■ Input
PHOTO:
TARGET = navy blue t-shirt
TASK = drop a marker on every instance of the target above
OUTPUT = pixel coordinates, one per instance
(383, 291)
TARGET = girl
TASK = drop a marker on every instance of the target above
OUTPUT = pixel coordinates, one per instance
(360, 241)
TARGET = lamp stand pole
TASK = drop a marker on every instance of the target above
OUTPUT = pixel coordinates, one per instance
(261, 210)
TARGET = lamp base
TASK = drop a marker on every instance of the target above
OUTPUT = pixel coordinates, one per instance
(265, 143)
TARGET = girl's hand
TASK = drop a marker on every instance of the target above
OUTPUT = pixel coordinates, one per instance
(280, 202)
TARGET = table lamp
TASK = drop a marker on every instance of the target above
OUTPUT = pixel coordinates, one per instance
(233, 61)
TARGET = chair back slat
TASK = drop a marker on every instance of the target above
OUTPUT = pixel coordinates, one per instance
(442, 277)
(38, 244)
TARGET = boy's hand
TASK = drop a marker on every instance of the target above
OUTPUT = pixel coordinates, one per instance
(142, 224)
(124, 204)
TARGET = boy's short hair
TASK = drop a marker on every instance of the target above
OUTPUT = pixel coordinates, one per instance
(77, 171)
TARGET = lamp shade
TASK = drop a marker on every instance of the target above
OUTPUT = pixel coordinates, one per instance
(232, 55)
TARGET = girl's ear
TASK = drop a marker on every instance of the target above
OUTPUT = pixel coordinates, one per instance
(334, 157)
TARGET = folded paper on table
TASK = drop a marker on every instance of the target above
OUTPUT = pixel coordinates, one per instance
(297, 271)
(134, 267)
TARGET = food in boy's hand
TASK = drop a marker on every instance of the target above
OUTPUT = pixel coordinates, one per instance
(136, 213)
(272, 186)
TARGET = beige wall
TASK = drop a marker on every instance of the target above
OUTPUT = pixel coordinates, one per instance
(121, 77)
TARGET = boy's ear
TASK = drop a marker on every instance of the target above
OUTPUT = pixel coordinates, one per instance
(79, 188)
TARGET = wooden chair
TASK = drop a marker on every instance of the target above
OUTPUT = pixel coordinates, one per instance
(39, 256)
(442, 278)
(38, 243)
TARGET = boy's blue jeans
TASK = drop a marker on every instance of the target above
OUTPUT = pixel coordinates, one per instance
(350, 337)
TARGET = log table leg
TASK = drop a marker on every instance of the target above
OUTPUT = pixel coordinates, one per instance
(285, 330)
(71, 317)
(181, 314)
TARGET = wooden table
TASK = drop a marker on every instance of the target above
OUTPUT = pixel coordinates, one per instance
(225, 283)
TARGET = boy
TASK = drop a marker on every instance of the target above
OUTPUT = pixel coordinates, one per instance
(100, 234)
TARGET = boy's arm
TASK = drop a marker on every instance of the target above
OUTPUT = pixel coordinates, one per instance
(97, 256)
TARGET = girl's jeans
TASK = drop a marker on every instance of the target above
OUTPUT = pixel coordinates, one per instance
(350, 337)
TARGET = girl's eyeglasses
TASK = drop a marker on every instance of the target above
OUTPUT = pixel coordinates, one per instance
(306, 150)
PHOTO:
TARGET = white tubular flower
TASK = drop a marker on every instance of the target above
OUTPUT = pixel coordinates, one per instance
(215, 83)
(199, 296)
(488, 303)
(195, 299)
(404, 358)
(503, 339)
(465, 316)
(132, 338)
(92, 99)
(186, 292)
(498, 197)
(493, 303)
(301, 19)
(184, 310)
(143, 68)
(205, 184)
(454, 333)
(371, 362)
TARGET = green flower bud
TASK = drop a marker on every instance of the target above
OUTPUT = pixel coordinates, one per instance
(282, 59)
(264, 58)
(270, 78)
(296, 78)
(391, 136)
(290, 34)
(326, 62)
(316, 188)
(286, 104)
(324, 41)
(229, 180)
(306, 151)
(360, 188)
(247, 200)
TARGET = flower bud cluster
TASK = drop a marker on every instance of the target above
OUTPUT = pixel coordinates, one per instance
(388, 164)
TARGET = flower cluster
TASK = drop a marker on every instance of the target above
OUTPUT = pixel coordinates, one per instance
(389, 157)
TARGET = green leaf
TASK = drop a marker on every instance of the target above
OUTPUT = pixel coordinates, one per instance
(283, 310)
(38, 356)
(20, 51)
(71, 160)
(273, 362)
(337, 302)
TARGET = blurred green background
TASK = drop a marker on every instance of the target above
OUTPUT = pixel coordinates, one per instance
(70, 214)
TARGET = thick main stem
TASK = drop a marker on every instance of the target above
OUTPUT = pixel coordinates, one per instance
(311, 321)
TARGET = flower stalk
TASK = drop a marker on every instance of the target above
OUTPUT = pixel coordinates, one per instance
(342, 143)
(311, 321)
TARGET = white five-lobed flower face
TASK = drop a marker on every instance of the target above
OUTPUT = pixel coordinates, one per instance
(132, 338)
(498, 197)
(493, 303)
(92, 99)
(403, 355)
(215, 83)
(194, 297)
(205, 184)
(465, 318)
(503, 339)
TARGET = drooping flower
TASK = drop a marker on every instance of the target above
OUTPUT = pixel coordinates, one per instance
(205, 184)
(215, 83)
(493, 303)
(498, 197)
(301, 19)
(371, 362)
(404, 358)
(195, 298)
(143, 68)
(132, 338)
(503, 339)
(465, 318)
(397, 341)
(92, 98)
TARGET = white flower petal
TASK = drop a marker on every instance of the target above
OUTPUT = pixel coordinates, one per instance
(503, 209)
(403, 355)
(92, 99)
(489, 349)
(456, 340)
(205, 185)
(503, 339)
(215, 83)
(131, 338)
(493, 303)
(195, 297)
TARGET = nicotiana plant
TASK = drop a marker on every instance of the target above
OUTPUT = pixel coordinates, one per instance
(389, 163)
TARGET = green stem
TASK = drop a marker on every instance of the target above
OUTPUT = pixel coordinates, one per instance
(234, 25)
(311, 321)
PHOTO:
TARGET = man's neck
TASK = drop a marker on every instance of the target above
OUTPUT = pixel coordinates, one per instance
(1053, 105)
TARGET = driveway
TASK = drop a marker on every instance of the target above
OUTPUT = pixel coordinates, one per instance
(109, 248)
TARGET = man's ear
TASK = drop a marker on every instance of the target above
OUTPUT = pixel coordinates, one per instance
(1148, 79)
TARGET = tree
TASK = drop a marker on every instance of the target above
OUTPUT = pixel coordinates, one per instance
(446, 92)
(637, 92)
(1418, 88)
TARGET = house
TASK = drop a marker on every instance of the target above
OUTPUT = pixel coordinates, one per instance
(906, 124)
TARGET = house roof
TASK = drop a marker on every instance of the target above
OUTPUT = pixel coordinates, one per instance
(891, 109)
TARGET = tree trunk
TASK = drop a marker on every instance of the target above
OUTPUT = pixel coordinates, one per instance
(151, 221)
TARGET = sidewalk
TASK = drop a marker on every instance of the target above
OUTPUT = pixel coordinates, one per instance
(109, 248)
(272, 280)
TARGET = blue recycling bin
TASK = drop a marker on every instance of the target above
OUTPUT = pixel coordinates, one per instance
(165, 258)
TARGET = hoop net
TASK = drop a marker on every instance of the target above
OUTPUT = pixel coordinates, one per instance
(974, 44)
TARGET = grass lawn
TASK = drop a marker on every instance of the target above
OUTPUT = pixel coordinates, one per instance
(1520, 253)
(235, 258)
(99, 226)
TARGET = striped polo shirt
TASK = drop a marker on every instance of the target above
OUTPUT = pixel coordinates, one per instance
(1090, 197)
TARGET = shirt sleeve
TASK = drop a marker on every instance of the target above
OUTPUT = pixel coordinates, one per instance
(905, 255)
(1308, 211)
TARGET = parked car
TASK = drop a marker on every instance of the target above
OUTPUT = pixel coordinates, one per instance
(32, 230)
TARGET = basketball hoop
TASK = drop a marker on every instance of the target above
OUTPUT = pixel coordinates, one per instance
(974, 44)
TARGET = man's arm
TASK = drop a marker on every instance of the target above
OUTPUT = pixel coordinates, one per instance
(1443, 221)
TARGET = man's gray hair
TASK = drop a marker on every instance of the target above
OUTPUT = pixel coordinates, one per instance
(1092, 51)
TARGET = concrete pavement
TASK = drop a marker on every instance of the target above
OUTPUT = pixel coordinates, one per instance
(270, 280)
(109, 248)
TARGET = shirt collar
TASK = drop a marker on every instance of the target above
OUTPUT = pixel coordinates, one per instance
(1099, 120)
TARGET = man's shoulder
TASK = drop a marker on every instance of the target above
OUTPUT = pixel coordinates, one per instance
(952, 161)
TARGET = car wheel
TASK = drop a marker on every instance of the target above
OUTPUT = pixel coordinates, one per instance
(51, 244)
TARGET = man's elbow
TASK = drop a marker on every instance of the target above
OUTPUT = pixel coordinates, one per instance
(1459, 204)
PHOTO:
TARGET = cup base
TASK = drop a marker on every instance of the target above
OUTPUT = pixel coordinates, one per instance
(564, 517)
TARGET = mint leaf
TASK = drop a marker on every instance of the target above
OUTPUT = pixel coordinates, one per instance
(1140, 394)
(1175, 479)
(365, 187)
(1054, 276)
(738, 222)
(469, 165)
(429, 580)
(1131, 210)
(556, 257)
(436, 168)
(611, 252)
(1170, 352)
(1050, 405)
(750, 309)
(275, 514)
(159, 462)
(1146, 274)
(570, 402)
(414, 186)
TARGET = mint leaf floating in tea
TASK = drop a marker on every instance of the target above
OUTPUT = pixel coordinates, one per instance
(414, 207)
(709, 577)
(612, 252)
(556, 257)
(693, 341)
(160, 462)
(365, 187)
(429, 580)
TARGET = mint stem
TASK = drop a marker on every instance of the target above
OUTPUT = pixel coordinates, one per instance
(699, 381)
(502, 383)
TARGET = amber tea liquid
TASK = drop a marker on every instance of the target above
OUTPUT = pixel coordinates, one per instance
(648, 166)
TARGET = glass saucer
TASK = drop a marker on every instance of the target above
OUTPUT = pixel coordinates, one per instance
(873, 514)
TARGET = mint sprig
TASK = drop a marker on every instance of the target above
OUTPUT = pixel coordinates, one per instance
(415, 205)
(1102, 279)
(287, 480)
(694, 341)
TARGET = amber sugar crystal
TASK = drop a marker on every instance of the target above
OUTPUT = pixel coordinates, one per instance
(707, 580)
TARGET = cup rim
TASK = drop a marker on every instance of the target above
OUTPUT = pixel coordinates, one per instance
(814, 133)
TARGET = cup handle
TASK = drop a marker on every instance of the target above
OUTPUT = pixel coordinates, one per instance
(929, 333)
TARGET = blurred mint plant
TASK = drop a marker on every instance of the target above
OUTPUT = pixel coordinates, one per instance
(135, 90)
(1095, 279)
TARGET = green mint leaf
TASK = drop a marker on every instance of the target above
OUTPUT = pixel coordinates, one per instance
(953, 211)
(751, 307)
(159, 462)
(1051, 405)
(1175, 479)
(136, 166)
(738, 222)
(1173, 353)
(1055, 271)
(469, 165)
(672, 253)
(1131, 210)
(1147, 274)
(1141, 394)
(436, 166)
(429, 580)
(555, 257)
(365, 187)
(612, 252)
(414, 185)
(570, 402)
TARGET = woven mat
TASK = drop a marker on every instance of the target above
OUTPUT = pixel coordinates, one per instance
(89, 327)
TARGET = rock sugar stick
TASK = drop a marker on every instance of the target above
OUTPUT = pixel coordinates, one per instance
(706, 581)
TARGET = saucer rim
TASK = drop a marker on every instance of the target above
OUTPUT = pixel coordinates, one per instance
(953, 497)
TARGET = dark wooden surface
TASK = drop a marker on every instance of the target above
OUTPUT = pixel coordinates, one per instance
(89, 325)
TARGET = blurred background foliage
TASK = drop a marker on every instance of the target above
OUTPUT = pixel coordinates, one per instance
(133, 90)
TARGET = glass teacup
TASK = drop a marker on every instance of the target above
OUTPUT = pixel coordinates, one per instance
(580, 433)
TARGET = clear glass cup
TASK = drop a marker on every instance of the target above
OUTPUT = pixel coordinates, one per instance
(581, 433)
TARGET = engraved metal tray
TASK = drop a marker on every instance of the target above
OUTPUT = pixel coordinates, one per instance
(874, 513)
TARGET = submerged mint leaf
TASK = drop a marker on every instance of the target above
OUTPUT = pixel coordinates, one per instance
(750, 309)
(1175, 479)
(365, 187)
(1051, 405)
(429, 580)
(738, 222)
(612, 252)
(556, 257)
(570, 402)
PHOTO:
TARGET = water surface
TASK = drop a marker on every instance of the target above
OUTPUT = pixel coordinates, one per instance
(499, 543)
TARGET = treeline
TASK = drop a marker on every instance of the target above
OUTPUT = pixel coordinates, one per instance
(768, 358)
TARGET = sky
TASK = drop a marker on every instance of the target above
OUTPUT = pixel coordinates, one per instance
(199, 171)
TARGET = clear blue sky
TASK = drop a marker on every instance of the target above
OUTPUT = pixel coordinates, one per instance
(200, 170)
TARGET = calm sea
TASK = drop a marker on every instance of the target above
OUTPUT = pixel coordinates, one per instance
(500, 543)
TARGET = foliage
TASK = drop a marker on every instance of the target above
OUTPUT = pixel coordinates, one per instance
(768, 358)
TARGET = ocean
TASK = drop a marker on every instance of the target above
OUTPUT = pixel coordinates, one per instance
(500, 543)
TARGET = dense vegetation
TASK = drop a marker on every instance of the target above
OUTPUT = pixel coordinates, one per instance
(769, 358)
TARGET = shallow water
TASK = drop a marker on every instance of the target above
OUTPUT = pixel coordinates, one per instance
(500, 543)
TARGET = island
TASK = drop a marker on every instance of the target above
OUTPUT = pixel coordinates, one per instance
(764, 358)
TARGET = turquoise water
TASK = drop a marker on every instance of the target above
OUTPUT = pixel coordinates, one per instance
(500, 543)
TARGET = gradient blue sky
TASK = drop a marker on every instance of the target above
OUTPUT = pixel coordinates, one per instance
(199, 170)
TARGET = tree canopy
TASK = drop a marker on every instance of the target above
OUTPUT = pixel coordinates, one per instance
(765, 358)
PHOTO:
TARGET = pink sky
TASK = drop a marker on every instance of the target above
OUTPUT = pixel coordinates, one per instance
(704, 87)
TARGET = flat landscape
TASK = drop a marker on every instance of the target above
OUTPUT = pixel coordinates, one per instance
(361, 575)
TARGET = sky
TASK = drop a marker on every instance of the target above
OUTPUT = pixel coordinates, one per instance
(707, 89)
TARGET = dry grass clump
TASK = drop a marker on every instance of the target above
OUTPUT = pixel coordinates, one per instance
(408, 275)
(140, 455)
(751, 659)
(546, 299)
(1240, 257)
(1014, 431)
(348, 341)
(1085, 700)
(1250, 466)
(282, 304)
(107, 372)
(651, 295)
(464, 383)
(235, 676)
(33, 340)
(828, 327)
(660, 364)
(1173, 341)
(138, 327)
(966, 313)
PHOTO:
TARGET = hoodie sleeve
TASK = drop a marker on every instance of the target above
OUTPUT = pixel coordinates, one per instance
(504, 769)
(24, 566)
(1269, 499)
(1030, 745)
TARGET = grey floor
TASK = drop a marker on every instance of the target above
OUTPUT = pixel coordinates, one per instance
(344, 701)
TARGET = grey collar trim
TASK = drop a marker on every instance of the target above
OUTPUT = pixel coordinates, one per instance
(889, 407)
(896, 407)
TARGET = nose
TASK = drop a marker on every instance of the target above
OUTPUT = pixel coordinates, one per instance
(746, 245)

■ What you will do
Output only the lines running from the line with "TARGET = grey floor" through the final line of the data, inclusive.

■ Worked solution
TARGET = grey floor
TASK = drop a marker on every instance of the target above
OUTPUT = pixel coordinates, one per instance
(344, 701)
TARGET = grey collar trim
TASK = drop a marker on every instance of the target above
OUTPUT = pixel coordinates, one per instance
(889, 407)
(896, 407)
TARGET = nose
TASK = drop a marker on every instance of the target above
OUTPUT = pixel coordinates, one per instance
(746, 245)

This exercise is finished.